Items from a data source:
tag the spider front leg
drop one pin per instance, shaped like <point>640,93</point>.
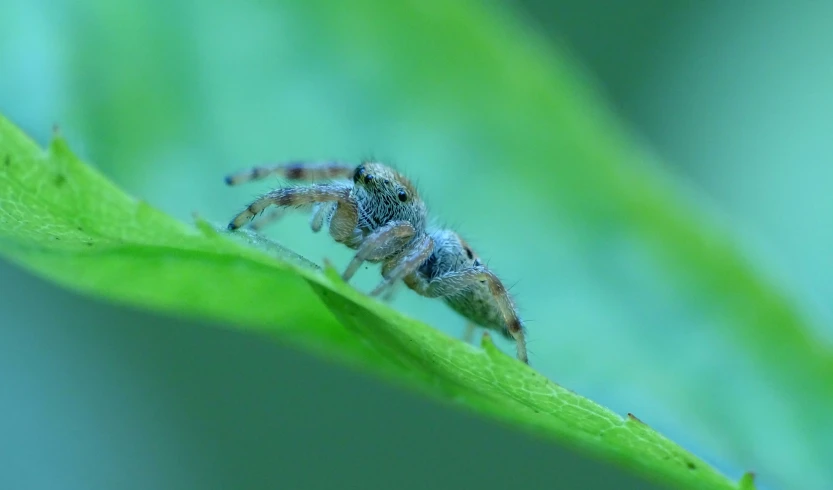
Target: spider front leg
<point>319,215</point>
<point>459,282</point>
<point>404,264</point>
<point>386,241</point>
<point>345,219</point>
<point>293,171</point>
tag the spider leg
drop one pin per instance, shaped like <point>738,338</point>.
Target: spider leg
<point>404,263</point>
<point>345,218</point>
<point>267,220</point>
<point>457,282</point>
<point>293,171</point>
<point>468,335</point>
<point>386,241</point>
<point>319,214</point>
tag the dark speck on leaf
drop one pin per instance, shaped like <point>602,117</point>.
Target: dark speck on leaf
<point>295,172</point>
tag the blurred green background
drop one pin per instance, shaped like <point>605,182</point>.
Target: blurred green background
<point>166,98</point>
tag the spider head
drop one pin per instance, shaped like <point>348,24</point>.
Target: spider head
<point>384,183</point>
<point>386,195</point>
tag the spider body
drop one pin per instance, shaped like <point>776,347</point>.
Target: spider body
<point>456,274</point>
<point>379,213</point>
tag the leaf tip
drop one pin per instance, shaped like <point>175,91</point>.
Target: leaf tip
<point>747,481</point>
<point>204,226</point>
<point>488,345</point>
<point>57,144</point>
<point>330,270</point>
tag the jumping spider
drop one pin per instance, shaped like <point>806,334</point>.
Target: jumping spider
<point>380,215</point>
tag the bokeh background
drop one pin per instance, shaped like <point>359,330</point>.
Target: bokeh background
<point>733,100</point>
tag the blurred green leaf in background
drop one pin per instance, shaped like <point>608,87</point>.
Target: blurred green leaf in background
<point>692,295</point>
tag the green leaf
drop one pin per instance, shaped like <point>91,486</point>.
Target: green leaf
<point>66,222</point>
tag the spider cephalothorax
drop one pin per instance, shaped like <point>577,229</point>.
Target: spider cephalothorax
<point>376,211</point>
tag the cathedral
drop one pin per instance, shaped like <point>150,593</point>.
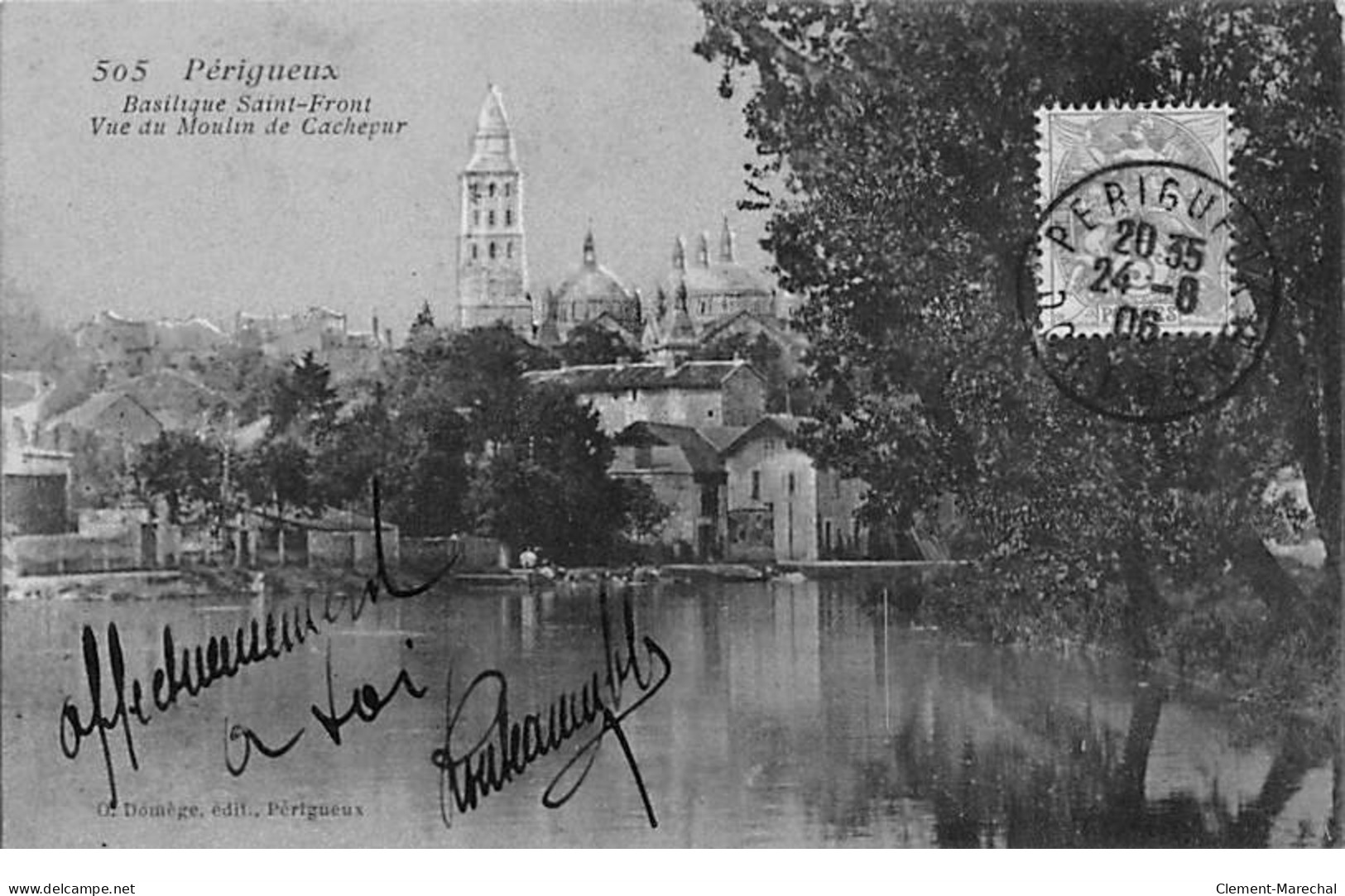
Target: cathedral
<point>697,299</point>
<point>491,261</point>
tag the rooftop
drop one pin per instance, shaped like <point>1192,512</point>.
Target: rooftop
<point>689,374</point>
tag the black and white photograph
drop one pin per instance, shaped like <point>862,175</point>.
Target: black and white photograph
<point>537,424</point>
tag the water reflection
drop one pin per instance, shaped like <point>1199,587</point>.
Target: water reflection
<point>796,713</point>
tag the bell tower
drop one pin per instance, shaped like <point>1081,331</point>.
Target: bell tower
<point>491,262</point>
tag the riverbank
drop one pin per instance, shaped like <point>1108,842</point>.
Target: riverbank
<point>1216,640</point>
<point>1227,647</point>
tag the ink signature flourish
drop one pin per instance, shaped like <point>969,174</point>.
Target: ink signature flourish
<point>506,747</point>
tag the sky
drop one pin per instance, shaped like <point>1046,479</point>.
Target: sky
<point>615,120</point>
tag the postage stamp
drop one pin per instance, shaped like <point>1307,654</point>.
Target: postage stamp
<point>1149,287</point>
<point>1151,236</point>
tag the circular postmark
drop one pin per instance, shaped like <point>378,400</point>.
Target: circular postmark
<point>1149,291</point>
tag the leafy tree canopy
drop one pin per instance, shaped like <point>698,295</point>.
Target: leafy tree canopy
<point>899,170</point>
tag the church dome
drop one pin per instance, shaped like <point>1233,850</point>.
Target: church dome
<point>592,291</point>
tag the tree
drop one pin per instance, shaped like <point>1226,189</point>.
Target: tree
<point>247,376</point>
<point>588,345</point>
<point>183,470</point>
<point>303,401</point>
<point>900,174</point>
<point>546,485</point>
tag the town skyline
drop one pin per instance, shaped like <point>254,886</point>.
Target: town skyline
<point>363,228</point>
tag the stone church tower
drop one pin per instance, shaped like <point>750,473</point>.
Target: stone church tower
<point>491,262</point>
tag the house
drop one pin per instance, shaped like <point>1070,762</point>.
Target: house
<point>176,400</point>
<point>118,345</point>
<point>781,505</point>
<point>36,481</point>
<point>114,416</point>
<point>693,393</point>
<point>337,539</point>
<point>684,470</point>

Your assignment - The required output is every line of the entries, starting at the one that contains "drop one pin per instance, shaped like <point>1070,762</point>." and ending at the last, copied exactly.

Result for this exercise -
drop one pin per instance, shaped like <point>1070,762</point>.
Target: house
<point>176,400</point>
<point>118,345</point>
<point>781,505</point>
<point>36,481</point>
<point>114,416</point>
<point>693,393</point>
<point>337,539</point>
<point>684,470</point>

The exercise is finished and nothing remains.